**The records**
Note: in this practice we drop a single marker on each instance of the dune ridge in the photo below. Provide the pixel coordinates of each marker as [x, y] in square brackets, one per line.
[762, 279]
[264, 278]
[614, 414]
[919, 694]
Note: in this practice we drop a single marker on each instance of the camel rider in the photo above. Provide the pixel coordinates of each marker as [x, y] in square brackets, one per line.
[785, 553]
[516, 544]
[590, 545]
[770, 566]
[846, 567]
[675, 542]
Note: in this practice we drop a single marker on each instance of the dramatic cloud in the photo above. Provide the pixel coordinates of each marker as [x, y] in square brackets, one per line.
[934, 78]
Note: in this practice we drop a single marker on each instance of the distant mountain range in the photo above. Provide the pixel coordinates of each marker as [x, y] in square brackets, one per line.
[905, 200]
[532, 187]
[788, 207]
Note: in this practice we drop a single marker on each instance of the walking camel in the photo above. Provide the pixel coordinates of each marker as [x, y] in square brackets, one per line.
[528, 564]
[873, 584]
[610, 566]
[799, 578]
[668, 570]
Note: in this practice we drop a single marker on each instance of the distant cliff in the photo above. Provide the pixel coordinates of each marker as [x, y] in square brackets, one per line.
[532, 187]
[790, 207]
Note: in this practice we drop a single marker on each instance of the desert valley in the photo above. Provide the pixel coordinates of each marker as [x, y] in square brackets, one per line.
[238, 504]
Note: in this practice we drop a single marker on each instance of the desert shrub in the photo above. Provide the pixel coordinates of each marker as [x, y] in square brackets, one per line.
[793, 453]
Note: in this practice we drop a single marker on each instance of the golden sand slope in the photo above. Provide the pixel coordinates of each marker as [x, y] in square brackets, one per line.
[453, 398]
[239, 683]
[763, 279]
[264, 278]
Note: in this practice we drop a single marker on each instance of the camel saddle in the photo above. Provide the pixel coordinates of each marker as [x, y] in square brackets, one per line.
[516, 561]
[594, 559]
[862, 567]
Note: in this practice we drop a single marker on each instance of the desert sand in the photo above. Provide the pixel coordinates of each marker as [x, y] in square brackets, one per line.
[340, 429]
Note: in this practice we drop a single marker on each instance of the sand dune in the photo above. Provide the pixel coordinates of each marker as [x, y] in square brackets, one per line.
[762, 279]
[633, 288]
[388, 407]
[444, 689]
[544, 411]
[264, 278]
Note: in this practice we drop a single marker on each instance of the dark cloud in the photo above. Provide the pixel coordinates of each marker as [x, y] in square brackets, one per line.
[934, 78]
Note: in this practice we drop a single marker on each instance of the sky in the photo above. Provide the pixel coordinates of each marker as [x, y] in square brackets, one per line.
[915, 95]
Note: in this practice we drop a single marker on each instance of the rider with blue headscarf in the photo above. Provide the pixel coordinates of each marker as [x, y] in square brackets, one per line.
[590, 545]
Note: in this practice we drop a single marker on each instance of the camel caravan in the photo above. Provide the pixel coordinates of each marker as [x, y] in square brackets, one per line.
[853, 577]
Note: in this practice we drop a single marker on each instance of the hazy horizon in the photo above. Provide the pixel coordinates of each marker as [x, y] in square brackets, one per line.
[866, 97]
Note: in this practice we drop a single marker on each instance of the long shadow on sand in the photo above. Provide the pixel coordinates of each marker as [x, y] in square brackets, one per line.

**Work order**
Nothing is to be left out, and every entry is to be transcribed exactly.

**Answer section**
Note: in this practice we drop a single marker on each instance of the dune ridge in the photo below. Provide the pixel coordinates of each marker as [x, y] in square brackets, one per line.
[762, 279]
[264, 278]
[614, 414]
[919, 694]
Note: in this practice we drop a single marker on each instance of the camel rider in the photo above. Provide the pixel coordinates of each marker as [x, y] in square brackets, one per line.
[785, 553]
[516, 544]
[590, 545]
[770, 566]
[846, 567]
[675, 542]
Note: in this practice we drop a single marker on each instance of the dramatic cloud in the photo above. Provide the pixel coordinates of each marker as [x, y] in square brackets, one per line.
[934, 78]
Note: in this practice we drop a single marker on each instance of the distant mountain range in the photo above. Provide the pixel coordinates of each marker as [x, y] in square brackets, one per line.
[905, 200]
[532, 187]
[788, 207]
Note: in this practice we drop a single marker on each instance of the walking camel in the photo above. Provide the pixel coordinates of each marker as [x, y] in square brackets, one per line.
[528, 564]
[873, 584]
[610, 566]
[799, 578]
[668, 570]
Note: in this practice we drop a single marker on each instance of the distant cliff in the photo above. Provide the pixel coordinates of each marker as [x, y] in square brackets, one per line.
[532, 187]
[790, 207]
Note: in this practice we drop a single marker on each instance of the desert valley in the photo above. Provide the pixel coordinates of each marker as [x, y] in square brackets, one per line.
[238, 504]
Note: in this practice we drop a single marker on each instance of the desert shrub in the photo above. Provide the pixel coordinates of each marker as [x, y] in square brackets, one per line.
[793, 453]
Note: in this practice we drop a single marker on each instance of the golden sand slope in the photo above. Provide the pixel coordinates of each marker as [x, y] in square brackets, one per line.
[453, 398]
[239, 683]
[763, 279]
[264, 278]
Note: in this practice we drop a single marker on each instance of the camel saddle in the photo above. Provide the pixel coordinates of each marker as [x, y] in square brackets, one per line.
[516, 561]
[594, 559]
[862, 567]
Note: in this practice we drop a single marker on each instance of the desert sand in the photo above. Provide the pixel coordinates of each marker as [x, y] in square brackets, one per line.
[340, 429]
Note: in this practice we drop a single marker on each instance of the sand dune in the photo above. Provide the pixel coordinates of each marker as [x, y] in square brackets, one per line.
[762, 279]
[633, 288]
[388, 407]
[444, 689]
[544, 411]
[264, 278]
Note: in this practice we drop a single marker on each instance of the dark cloud in the photo above. Provide the pixel coordinates of each marker as [x, y] in square brackets, one per line.
[934, 78]
Note: in this practice we drop a single marker on each instance of the sky in the photo above. Provide the pixel coordinates of each marker as [x, y] in square brackets, one per line.
[915, 95]
Note: in this practice we drop a single marker on each instance of the rider with blue headscarf in the photo above. Provide the pixel coordinates of each marker as [x, y] in square brackets, one per line.
[590, 545]
Note: in this practice we drop a single marker on each instance of the camel caravan in the photo above. Provide the pixel coordinates of each marker as [x, y] in square brackets, one per line.
[853, 577]
Note: in this practice we drop a single marker on each instance of the hazy horizon in the photo above. Provide the pixel coordinates of each marker as [x, y] in square brackets, one per line.
[866, 97]
Note: in this practice we drop a single marker on each instance of the long shadow on sand in the photo above. Provide the pixel coordinates of each marker as [x, y] in square brackets, one per line.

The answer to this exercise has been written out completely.